→ **Task directions**:
Write out, without any change, the lines in the material below that run from the line with "For each <instance>, the" through the line with "box: [0, 28, 61, 53]", both included.

→ **Source data**:

----

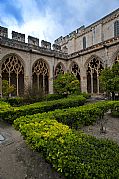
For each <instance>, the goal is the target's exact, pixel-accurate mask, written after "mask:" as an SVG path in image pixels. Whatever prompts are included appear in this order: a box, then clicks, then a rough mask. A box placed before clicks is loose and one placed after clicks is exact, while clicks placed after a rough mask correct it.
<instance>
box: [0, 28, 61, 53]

----

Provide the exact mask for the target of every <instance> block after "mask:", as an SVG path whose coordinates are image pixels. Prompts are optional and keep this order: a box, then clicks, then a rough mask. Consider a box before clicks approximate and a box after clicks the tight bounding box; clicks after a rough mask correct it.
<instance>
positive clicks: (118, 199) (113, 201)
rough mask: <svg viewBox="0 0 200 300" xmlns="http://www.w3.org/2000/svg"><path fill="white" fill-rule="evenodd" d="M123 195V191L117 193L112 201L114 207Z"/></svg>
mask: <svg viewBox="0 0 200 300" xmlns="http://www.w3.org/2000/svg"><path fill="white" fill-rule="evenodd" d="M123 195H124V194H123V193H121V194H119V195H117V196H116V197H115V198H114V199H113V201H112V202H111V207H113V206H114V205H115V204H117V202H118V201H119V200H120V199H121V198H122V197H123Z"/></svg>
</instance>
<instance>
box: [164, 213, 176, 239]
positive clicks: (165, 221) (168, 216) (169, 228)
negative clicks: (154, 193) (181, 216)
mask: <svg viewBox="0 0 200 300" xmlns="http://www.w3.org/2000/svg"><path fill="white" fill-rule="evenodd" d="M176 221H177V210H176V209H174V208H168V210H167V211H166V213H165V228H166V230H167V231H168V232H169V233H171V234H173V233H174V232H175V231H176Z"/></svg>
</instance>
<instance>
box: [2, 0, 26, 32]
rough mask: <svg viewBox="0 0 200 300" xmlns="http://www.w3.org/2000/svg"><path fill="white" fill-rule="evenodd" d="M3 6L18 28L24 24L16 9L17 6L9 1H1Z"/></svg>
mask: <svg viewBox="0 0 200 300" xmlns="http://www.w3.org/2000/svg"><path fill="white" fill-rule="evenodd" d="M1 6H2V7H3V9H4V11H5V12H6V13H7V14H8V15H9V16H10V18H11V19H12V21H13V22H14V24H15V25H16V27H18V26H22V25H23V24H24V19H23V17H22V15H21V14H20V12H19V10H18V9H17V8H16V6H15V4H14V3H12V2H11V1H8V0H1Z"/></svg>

----

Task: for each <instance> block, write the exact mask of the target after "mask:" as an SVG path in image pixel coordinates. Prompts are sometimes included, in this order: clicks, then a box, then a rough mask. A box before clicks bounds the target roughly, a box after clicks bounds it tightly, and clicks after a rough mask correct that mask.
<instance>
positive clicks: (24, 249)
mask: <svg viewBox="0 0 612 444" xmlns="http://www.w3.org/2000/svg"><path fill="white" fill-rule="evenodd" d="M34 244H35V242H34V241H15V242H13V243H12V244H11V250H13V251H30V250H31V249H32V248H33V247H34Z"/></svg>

----

→ **Output of the exercise**:
For each <instance>, the goal is the target's exact, pixel-accurate mask, written after "mask:" as an SVG path in image pixels. Whatever prompts are included appear in this order: a box, then clicks, then a rough mask. A box placed before clicks is loose and one placed after clicks is exact, while clicks placed after a rough mask correct it.
<instance>
box: [0, 28, 61, 53]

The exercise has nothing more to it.